Could you transcribe every record below exactly as written, leaving out any pictures?

►

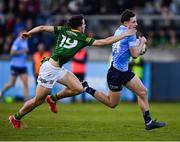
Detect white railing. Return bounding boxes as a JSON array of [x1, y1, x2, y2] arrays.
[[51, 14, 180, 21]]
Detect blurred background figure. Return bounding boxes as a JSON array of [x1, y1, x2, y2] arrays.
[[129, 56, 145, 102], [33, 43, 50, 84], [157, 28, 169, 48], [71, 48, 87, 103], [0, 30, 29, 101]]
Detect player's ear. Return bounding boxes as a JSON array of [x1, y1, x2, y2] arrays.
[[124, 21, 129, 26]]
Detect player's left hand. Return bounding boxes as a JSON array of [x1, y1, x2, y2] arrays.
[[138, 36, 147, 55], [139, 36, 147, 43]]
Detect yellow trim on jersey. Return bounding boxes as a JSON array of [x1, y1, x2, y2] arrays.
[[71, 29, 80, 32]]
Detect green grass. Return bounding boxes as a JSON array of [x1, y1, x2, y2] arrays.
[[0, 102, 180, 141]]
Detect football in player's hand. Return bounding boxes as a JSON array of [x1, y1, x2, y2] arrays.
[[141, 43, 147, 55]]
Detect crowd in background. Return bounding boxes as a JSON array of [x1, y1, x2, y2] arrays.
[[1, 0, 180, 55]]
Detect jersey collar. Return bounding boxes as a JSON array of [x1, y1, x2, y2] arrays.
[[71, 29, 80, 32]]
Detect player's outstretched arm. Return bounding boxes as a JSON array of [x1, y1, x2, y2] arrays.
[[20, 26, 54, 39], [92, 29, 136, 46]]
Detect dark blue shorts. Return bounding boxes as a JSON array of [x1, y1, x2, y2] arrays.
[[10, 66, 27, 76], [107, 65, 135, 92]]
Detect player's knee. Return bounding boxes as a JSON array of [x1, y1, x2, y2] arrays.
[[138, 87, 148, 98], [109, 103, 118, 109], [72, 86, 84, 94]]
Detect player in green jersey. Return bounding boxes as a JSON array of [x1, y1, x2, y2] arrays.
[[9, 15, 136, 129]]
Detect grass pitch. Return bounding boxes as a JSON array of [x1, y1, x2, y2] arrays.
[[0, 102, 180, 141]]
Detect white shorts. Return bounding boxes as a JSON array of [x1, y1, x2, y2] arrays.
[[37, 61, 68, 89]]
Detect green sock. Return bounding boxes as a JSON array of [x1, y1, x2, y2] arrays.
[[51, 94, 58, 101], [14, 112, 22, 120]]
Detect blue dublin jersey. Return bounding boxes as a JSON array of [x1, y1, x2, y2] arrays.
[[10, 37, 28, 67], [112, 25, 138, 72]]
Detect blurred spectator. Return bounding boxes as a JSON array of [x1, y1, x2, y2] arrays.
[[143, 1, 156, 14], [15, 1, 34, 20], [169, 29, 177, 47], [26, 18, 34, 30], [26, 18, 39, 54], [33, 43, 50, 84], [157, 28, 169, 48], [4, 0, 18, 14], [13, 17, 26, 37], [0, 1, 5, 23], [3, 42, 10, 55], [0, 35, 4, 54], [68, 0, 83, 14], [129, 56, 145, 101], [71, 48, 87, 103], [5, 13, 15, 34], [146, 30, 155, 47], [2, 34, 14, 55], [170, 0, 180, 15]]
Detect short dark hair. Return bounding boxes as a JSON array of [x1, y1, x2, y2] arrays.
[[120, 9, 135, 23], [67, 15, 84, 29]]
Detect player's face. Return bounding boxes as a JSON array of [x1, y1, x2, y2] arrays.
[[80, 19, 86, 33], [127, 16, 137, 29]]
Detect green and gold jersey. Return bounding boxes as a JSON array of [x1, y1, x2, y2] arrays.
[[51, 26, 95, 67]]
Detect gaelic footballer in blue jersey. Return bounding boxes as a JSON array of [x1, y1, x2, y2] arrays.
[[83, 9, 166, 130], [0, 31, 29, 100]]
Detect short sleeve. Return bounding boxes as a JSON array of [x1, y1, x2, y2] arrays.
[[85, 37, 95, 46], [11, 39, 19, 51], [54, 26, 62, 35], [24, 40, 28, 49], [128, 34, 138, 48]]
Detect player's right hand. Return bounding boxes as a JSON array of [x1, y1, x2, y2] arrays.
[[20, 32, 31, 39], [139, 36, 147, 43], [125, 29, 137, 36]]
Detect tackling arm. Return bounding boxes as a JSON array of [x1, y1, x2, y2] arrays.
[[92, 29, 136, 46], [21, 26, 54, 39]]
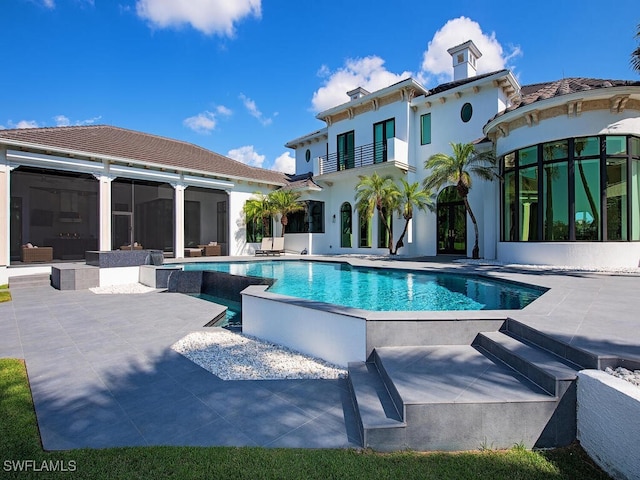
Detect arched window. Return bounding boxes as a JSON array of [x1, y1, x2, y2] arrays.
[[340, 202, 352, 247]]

◄

**YOUR RESPONSE**
Detect white railing. Return bounding boxes as a JSON array of [x1, y1, x2, y2] arrays.
[[51, 14, 180, 21]]
Detect blurred background figure. Return bounding boxes as a JSON array of [x1, y1, x2, y2] arrays.
[[129, 56, 145, 102], [33, 43, 50, 84], [157, 28, 169, 48], [71, 48, 87, 103], [0, 30, 29, 101]]
Detect player's ear. Return bounding boxes as a JSON array of [x1, y1, x2, y2] arrays.
[[124, 21, 129, 26]]
Detect player's left hand. Return bounding boxes as a JSON array of [x1, y1, x2, y2] arrays.
[[138, 36, 147, 55], [139, 36, 147, 43]]
Detect yellow trim on jersey. Return bounding boxes as a JSON array of [x1, y1, x2, y2] arrays.
[[71, 29, 80, 32]]
Detect green grass. Return bounding boxes as a JSON array of [x1, y1, x2, y2] arrays.
[[0, 102, 180, 141]]
Detect football in player's hand. Return bounding boxes as a JSON array of [x1, y1, x2, y2] arrays.
[[141, 43, 147, 55]]
Detect crowd in background. Return bounding boxes as a JSON array of [x1, y1, x2, y2] arrays.
[[1, 0, 180, 55]]
Detect jersey collar. Return bounding boxes as a JSON array of [x1, y1, x2, y2] arrays.
[[71, 29, 80, 32]]
Detect player's outstretched arm. Return bounding boxes as a JSON array of [x1, y1, x2, y2] arrays.
[[20, 26, 54, 39], [92, 29, 136, 46]]
Detect dark blue shorts. Return bounding boxes as a JSON array of [x1, y1, x2, y2] arrays.
[[10, 66, 27, 76], [107, 65, 135, 92]]
Detect player's knee. Return bounding boxes as a JSON array of [x1, y1, x2, y2] arrays.
[[138, 87, 148, 98], [109, 103, 118, 109], [72, 86, 84, 94]]
Detect player in green jersey. Return bounding boxes as a JSON array of [x1, y1, x2, y2] arrays.
[[9, 15, 136, 129]]
Detect grass pitch. Return bounding boxes as a JSON array of [x1, y1, x2, y2] arrays.
[[0, 102, 180, 141]]
Detect white shorts. Return bounding boxes as a JSON array of [x1, y1, x2, y2] arrays.
[[37, 61, 68, 89]]
Detect green sock. Return bounding boxes as a JSON array of [x1, y1, x2, y2] arrays.
[[51, 94, 58, 101], [14, 112, 22, 120]]
Detect blue dublin jersey. Return bounding boxes as a JSON array of [x1, y1, x2, y2] arrays.
[[10, 37, 28, 67], [112, 25, 138, 72]]
Detect blurred spectator. Return bounding boxes as a JSON array of [x1, y1, x2, y2] arrays.
[[143, 1, 156, 14], [15, 1, 34, 20], [169, 29, 177, 47], [26, 18, 34, 30], [26, 18, 39, 54], [33, 43, 50, 84], [157, 28, 169, 48], [4, 0, 18, 14], [13, 17, 26, 37], [0, 1, 5, 23], [3, 42, 10, 55], [0, 35, 4, 54], [68, 0, 83, 14], [129, 56, 145, 101], [71, 48, 87, 103], [5, 13, 15, 34], [146, 30, 155, 47], [2, 34, 14, 55], [170, 0, 180, 15]]
Detect short dark hair. Return bounding boxes as a JSON array of [x1, y1, x2, y2] arrays.
[[120, 9, 135, 23], [67, 15, 84, 29]]
Detect player's face. Return bounding boxes as a JSON array of [x1, y1, x2, y2] arrays.
[[80, 19, 86, 33], [127, 16, 137, 29]]
Detect green and gold jersey. Return bounding boxes as a JSON array of [x1, y1, x2, y2] arrays.
[[51, 26, 95, 67]]
Detect gaelic footballer in blue jersey. Return bounding boxes as a JSON array of [x1, y1, x2, y2] arrays.
[[83, 9, 166, 130], [0, 31, 29, 100]]
Detect short sleeve. Return bounding boxes as a JSON array of [x1, y1, x2, y2] arrays.
[[85, 37, 95, 46], [11, 39, 19, 51], [54, 26, 62, 35], [24, 40, 28, 49], [128, 34, 138, 48]]
Detect player's right hand. Return bounding boxes as a JSON array of [x1, y1, x2, y2] arrays.
[[20, 32, 31, 39], [139, 36, 147, 43], [125, 29, 137, 36]]
Detect tackling arm. Return bounding boxes as a JSON array of [x1, y1, x2, y2] arrays.
[[92, 29, 136, 46], [21, 26, 54, 39]]
Detect arched window. Return bounding boxes as a JSON array of [x1, y1, x2, y2] arrays.
[[340, 202, 352, 247]]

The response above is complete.